→ **Your instructions**: Given the entries that follow, write out exactly the lines starting at the one containing "Query: gray cloud" and ending at the one containing "Query: door handle", both ends included, and only those.

(Natural-language object grounding data)
• • • • • • •

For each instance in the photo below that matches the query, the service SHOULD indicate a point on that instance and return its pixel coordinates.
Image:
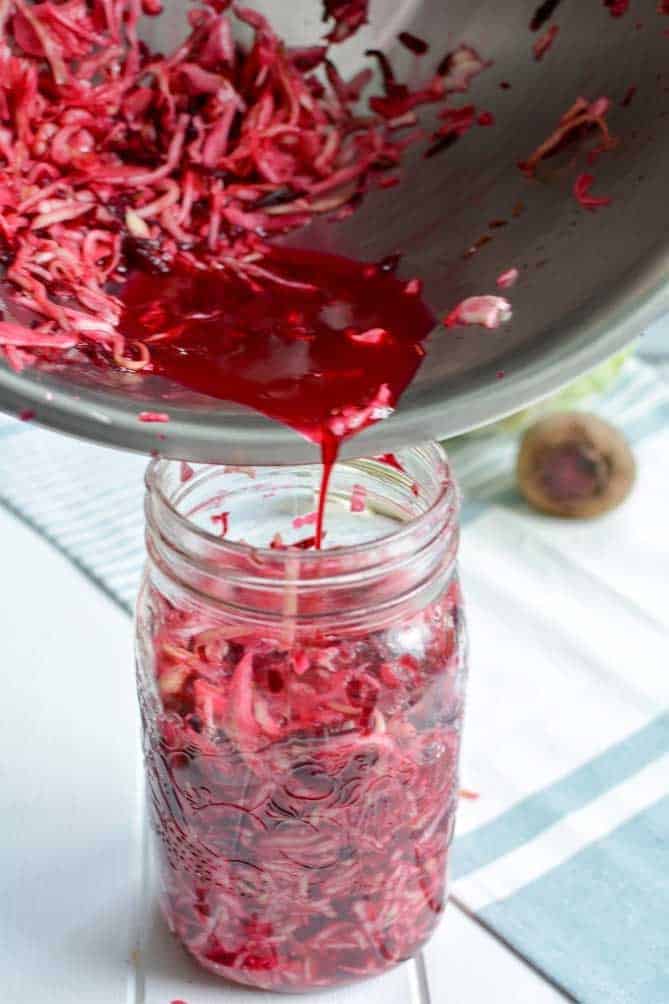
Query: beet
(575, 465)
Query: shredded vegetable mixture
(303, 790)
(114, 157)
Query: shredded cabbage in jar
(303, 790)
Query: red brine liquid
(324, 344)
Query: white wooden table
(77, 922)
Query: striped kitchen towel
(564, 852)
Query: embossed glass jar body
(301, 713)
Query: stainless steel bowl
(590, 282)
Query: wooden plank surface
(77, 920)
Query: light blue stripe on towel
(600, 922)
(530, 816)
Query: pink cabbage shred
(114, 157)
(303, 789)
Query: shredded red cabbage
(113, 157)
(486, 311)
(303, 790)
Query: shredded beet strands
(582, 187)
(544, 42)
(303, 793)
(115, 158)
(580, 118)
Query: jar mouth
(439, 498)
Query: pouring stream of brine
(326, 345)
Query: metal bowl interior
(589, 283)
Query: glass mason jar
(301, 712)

• • • • • • •

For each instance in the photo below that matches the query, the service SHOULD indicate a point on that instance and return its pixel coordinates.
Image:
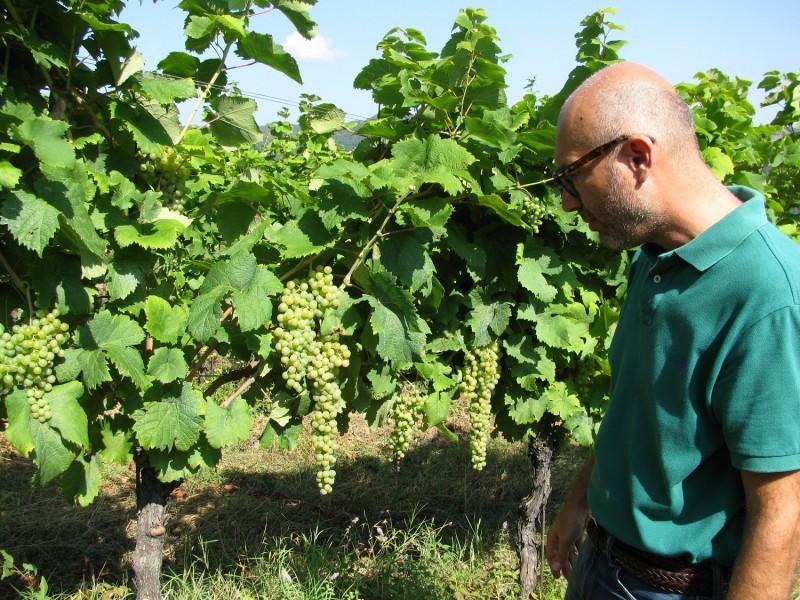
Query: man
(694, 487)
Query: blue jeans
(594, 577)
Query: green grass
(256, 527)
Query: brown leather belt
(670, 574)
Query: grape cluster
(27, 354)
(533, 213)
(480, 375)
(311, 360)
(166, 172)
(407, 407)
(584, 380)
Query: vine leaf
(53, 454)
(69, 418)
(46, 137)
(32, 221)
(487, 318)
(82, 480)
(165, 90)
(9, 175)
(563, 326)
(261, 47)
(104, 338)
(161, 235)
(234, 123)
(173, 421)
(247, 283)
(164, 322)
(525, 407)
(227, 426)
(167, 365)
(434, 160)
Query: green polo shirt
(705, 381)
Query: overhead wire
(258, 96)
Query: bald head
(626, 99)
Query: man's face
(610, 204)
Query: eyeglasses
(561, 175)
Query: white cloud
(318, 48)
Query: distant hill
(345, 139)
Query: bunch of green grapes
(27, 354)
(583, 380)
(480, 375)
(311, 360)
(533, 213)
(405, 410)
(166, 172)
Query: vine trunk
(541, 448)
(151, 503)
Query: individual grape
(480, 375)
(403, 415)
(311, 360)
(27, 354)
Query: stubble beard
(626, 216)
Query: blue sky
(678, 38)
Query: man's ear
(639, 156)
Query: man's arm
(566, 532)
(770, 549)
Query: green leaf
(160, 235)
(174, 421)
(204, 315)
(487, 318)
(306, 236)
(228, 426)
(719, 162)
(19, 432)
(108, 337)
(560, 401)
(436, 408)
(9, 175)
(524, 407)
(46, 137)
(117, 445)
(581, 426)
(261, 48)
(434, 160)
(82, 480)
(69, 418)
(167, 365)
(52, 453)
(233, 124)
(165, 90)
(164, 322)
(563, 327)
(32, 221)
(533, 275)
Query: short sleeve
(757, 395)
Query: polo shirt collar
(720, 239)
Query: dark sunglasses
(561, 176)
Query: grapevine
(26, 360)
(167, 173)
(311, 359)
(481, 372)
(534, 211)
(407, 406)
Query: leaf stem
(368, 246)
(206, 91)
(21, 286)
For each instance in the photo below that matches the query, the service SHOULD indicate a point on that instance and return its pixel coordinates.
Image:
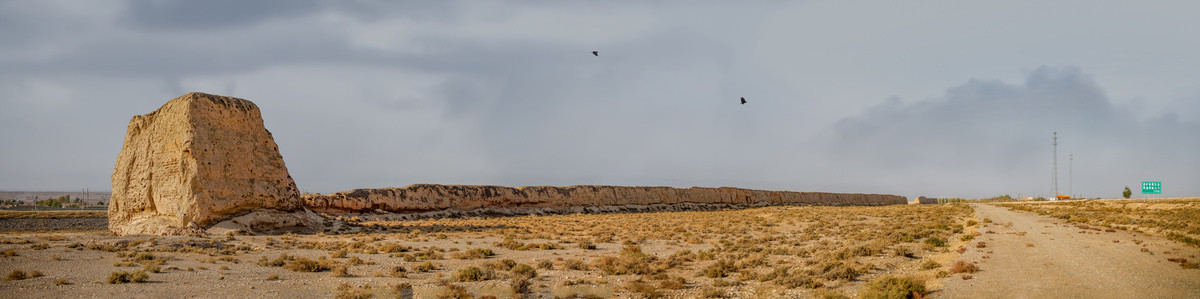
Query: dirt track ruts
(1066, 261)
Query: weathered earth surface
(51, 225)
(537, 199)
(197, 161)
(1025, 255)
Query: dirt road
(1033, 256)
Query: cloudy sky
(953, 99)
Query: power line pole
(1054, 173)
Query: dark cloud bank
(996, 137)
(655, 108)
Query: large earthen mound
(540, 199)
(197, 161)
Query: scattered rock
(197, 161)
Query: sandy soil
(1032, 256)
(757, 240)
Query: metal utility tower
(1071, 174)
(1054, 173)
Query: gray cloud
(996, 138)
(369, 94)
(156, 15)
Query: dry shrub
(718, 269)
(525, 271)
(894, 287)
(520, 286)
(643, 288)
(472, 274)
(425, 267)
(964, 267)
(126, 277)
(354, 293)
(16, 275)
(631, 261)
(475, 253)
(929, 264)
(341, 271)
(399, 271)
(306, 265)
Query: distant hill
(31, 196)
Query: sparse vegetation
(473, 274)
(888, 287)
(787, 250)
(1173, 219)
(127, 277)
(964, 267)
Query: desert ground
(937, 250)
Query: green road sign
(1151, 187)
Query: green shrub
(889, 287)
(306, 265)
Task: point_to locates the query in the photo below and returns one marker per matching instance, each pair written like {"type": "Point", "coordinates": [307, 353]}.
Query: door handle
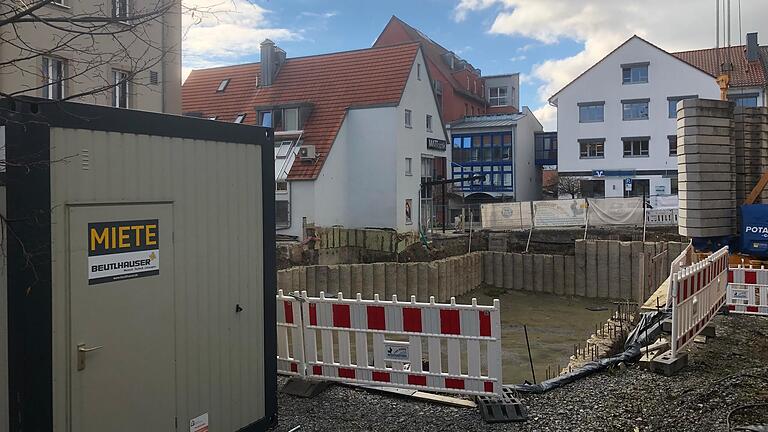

• • • • • • •

→ **The completed task**:
Query: gray cloud
(996, 138)
(369, 94)
(156, 15)
Query: dry shrub
(718, 269)
(525, 271)
(894, 287)
(520, 286)
(643, 288)
(472, 274)
(425, 267)
(964, 267)
(126, 277)
(354, 293)
(16, 275)
(631, 261)
(475, 253)
(929, 264)
(341, 271)
(399, 271)
(306, 265)
Query: distant hill
(31, 196)
Query: sparse vegetation
(473, 274)
(888, 287)
(787, 250)
(1173, 219)
(127, 277)
(964, 267)
Query: desert ground
(937, 250)
Query: green road sign
(1151, 187)
Query: green shrub
(889, 287)
(306, 265)
Task: point_to locates the query in the photo below and returns one marker per matching instance, each pair written like {"type": "Point", "coordinates": [307, 353]}.
Query: door handle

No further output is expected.